Micro-Foundations and Macro-Effects in Agenda-Setting in Policy Studies
Key to all modern work on agenda setting is the notion of collective attention, based on Herbert Simon’s classic concept of bounded rationality as applied to the policy making process (Baumgartner & Jones, 1993; Jones, 2001). Simon originally proposed bounded rationality as a criticism of rational choice models of decision making and argued instead that decisions makers are bound by limited cognitive architectures and unknown factors that impact the decision-making process.
With bounded rationality as a micro-foundation for understanding the causes of policy change and stability, recent studies of policy agenda setting have focused on the roles of attention, information, and feedback in the policy cycle. This work began by introducing the concept of punctuated equilibrium to the social sciences, the notion that policymaking activity is characterized by long stretches of stasis and incremental change, followed by punctuations in policy change, and expands to control for the role of attention in problem prioritization processes in government (Baumgartner & Jones, 1993). Applying punctuated equilibrium theory to a policy context, Baumgartner and Jones illustrate that incremental, or stable, policy change is reinforced by a lack of government attention to an issue, while large-scale policy change is associated with heightened government attention to an issue (1993). They also attribute episodic policy change to shifts in framing, venues, and levels of mobilization surrounding the issue (Baumgartner & Jones, 1993, Baumgartner & de Boef, 2008). In their study of major US laws passed between 1947 and 1998, Baumgartner and Jones investigated the informational bases of decision-making, specifically exploring how policymakers interpret, manage, and respond to information (2005). They showed that major policy change is significantly related to how policymakers—and the political system as a whole—process information (2005). In an extension of this argument, Baumgartner and Jones (2015) further explored the role of information and information search processes in government, finding that limited information search processes lead to declines in policymaking, while extensive information search processes are closely related to surges in policymaking activity (Baumgartner & Jones, 2015).

Stored data entries
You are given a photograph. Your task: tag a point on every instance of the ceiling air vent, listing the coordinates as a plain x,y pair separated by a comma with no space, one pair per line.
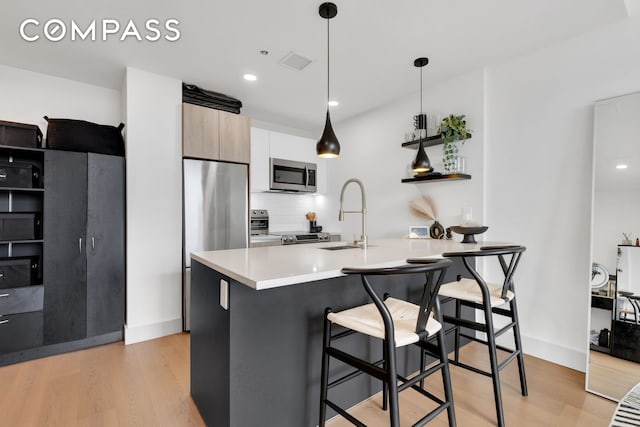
294,61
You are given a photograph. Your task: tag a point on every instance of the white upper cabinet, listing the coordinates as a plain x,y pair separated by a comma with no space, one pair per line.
282,146
259,166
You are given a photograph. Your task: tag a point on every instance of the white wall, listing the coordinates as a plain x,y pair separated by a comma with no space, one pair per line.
371,151
27,96
154,205
287,211
614,212
538,175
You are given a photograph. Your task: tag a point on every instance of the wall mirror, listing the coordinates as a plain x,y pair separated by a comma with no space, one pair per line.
613,361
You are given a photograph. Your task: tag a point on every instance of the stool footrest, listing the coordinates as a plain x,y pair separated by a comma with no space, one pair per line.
344,413
431,415
504,329
466,323
367,367
343,334
411,382
478,306
350,375
508,359
470,368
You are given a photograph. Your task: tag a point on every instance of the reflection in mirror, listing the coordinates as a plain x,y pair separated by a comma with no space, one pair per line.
614,321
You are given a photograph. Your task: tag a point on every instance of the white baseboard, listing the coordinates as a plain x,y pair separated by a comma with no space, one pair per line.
151,331
569,357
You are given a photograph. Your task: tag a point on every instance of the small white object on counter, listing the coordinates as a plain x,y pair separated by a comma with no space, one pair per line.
275,266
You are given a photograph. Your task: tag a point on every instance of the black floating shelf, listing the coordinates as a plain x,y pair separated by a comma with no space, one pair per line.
448,177
599,348
17,148
28,190
427,142
6,242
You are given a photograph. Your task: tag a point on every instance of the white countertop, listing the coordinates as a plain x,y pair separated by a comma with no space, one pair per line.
275,266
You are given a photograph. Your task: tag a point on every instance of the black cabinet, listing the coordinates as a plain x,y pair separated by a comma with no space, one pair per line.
83,245
21,285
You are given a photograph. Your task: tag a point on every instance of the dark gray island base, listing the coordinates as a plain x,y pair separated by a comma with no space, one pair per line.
258,363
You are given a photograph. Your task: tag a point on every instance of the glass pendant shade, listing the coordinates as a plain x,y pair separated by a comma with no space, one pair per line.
328,145
421,164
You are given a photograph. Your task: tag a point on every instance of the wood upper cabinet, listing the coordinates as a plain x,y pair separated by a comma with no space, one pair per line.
214,134
235,139
200,132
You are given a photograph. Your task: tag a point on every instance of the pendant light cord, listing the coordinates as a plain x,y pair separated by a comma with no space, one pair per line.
328,64
421,89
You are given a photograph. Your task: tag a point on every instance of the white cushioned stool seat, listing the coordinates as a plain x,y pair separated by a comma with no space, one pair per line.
366,319
469,290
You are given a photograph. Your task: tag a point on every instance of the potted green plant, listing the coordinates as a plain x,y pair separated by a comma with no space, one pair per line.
453,128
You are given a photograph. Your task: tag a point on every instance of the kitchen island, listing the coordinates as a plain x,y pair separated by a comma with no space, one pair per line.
256,326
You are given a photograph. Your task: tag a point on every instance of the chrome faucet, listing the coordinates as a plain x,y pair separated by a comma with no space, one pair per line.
363,211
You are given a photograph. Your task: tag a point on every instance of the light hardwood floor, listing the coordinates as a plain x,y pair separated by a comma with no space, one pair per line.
147,384
612,376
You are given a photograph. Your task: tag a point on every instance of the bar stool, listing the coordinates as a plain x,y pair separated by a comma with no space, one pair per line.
397,323
488,297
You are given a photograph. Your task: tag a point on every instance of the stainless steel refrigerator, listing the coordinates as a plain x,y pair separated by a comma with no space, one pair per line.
215,213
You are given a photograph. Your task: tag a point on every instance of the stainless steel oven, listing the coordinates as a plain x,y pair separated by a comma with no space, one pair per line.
259,222
290,175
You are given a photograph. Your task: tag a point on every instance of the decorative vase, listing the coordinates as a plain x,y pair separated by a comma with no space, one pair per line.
450,159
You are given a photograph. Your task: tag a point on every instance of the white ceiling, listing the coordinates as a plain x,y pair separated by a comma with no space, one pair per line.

=== REQUIREMENT 1 ===
Summarize the passage on agenda setting in two sentences.
=== REQUIREMENT 2 ===
Duplicate the stretch of the passage on agenda setting from "Micro-Foundations and Macro-Effects" through "the decision-making process.".
These records have no connection to the text.

=== YOUR RESPONSE 1 ===
Modern agenda-setting research rests on Herbert Simon's concept of bounded rationality, which holds that decision makers are constrained by limited cognitive architectures and unknown factors. Applying punctuated equilibrium theory, Baumgartner and Jones link stable policy to a lack of government attention and large-scale change to heightened attention, and they relate major policy change to how policymakers and the political system process information.

=== YOUR RESPONSE 2 ===
Micro-Foundations and Macro-Effects in Agenda-Setting in Policy Studies
Key to all modern work on agenda setting is the notion of collective attention, based on Herbert Simon’s classic concept of bounded rationality as applied to the policy making process (Baumgartner & Jones, 1993; Jones, 2001). Simon originally proposed bounded rationality as a criticism of rational choice models of decision making and argued instead that decisions makers are bound by limited cognitive architectures and unknown factors that impact the decision-making process.